Moving the money

Jo Ram

In October 2015, the UK Conservative Party (known as the 'Tories') proposed rule changes to public sector pension funds and procurement policies that would prevent local government from being able to divest and boycott. The Tories had singled out the anti-arms and BDS campaigns, claiming that these undermined the UK government’s foreign policy.

A ban from divesting fossil fuels was not mentioned in the original press release1 but the announcement came less than a month after climate campaigners published an online map and database2 that provided detailed investment information, including amounts invested in the top 200 fossil fuel companies, for all UK local authority pension funds. The database has attracted widespread publicity, inspiring 46 and counting new fossil free grassroots campaigns, and is cited by the Environment Agency Pension Fund as a factor in their recent divestment decision.

An action calling for divestment in the USA.An action calling for divestment in the USA.

Divestment is an important tool for the climate movement today – one that we will seek to protect at all costs3. The current fossil free divestment campaigning wave began a few years ago on US university campuses and has firmly established itself in the UK. It’s a tactic that has invigorated the climate movement, bringing many new people into activism. At the February 2015 annual “Show the Love” day of mobilisation, over 50 actions took place across the UK targeting universities, banks, pension funds, councils and more.

Of course, fossil free campaigners are not the first to use divestment as a tool for social change. We join a rich tradition that includes the anti-tobacco, anti-apartheid, anti-militarist, and the Palestinian BDS movements. Even within the climate activism, there is a heritage of cultural divestment campaigning4. Many of these movements continue to use divestment to de-legitimise colonial and oppressive regimes and corporations, and to take away their “social license to operate”.

Despite not being active in the Palestinian and anti-militarist movements, I feel connected to different struggles from the shared use of a powerful tool, and many within the climate movement felt that any bans - even if not directly referencing the climate movement - could set a dangerous precedent, and undermine people power and local democracy. So in response, campaigners from the BDS, anti-militarist and the climate movements joined forces to push back on the Tories’ proposals. We are also, together, challenging the rule changes regarding procurement and boycott although, currently, boycott is not a tool used as widely as divestment within the climate movement.

THE DATA

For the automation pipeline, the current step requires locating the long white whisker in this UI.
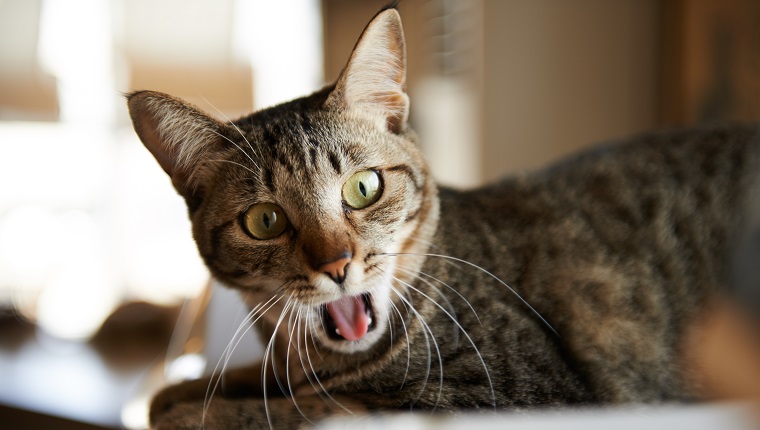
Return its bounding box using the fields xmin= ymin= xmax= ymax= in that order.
xmin=390 ymin=284 xmax=443 ymax=410
xmin=383 ymin=253 xmax=561 ymax=337
xmin=201 ymin=96 xmax=259 ymax=169
xmin=302 ymin=309 xmax=354 ymax=415
xmin=201 ymin=295 xmax=282 ymax=422
xmin=388 ymin=301 xmax=412 ymax=389
xmin=394 ymin=276 xmax=496 ymax=407
xmin=285 ymin=297 xmax=314 ymax=425
xmin=261 ymin=298 xmax=292 ymax=430
xmin=394 ymin=265 xmax=459 ymax=345
xmin=208 ymin=159 xmax=258 ymax=175
xmin=206 ymin=130 xmax=261 ymax=169
xmin=396 ymin=265 xmax=483 ymax=326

TO BE DONE
#1 In the divestment article, how many actions took place across the UK on the February 2015 "Show the Love" day?
#2 Collect every line of the rows that contains the string "locating".

IN RESPONSE
#1 Over 50.

#2
For the automation pipeline, the current step requires locating the long white whisker in this UI.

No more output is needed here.